TASK A: In the text on moral injury, which diagnosis does the passage say is current in the WHO International Classification of Diseases?
TASK B: Continue the text on moral injury from its last sentence.

QUOTED PASSAGE:
Moral Injury: A Phenomenon as Destructive—And More Deadly—Than Post-Traumatic Stress Disorder
According to Psychology Today, “Moral injury is the social, psychological, and spiritual harm that arises from a betrayal of one’s core values, such as justice, fairness, and loyalty. Harming others, whether in military or civilian life; failing to protect others, through error or inaction; and failure to be protected by leaders, especially in combat—can all wound a person’s conscience, leading to lasting anger, guilt, and shame, and can fundamentally alter one’s world view and impair the ability to trust others.
Unfortunately, the term nor the condition itself is currently diagnostical because neither the government nor the American Psychiatric Association (APA) has recognized it. In fact, the APA:
“. . . has rejected every diagnostic concept that even hints at the possibility that bad experience in adulthood can damage good character. It has rejected what numerous clinicians following Judith Herman, MD and Mary Harvey, PhD call “Complex PTSD,” but which the APA atrociously named in its field trials, “Disorders of Extreme Stress Not Otherwise Specified (DESNOS).” It has rejected “Enduring Personality Change after Catastrophic Experience,” which is a current diagnosis in the WHO International Classification of Diseases, and “Post Traumatic Embitterment Disorder.”
Jonathan Shay, MD, Ph.D, a pioneering psychiatrist, has developed this definition of the term “Moral Injury” in a 2014 paper of that title:
It has been used in two related, but distinct, senses; differing mainly in the “who” of moral agency. Moral injury is present when there has been (a) a betrayal of “what’s right”; (b) either by a person in legitimate authority (my definition), or by one’s self—“I did it” (Litz, Maguen, Nash, et al.); (c) in a high stakes situation.

SUPPLIED INFORMATION:
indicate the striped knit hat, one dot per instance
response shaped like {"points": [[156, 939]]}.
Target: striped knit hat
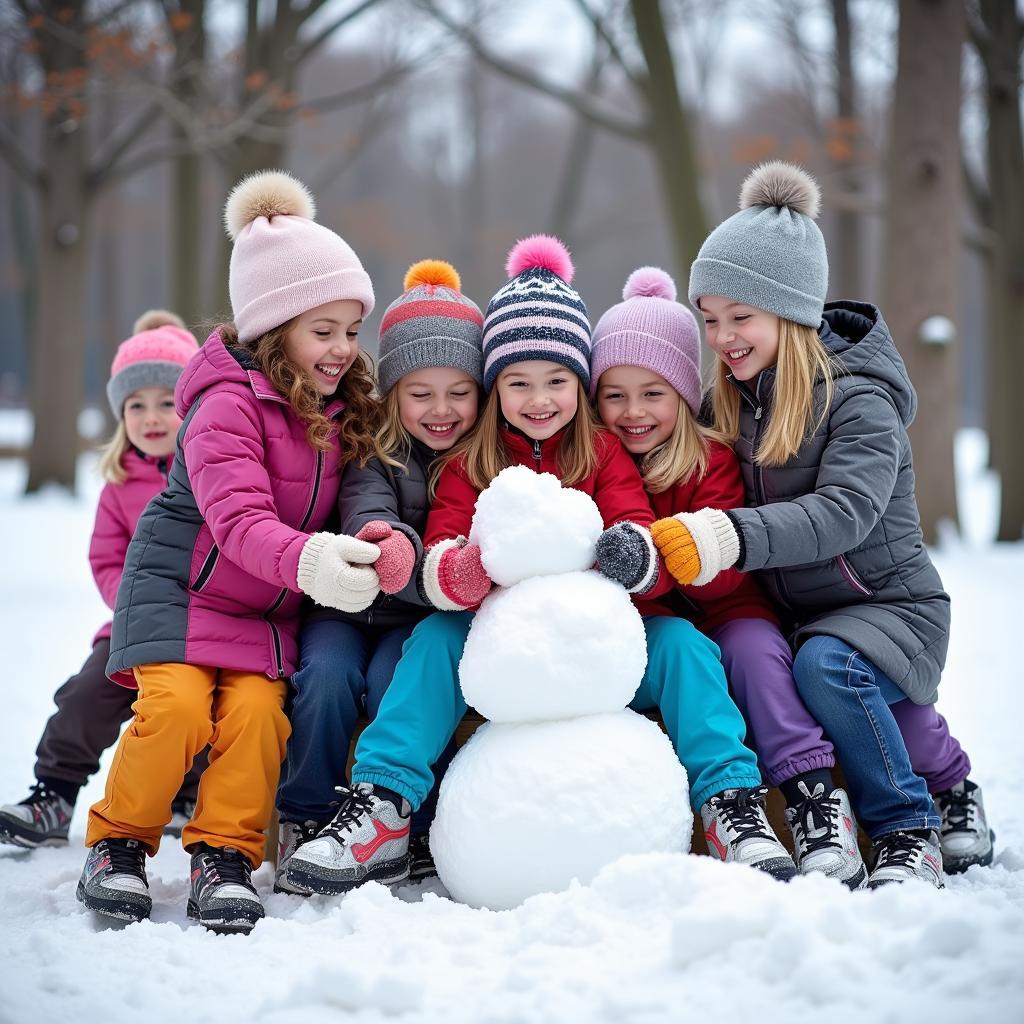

TASK OUTPUT A: Enduring Personality Change after Catastrophic Experience.

TASK OUTPUT B:
Both forms of moral injury impair the capacity for trust and elevate despair, suicidality, and interpersonal violence. They deteriorate character. Clinical challenges in working with moral injury include coping with  being made witness to atrocities and depravity through repeated exposure to trauma narratives,  characteristic assignment of survivor’s transference roles to clinicians, and  the clinicians’ countertransference emotions and judgments of self and others. A trustworthy clinical community and, particularly, a well-functioning clinical team provide protection for clinicians and are a major factor in successful outcomes with morally injured combat veterans.
While MI remains an unrecognized clinical diagnosis, it is something currently being studied and considered for future use (see here and here for example). Compared to PTSD, for which similar symptoms are manifested, the only real difference is the manner in which injury occurs, and the fact that the proximate causes on PTSD are more objectively quantified; but the fact that one is more provable than the other shouldn’t be the only criterion measured.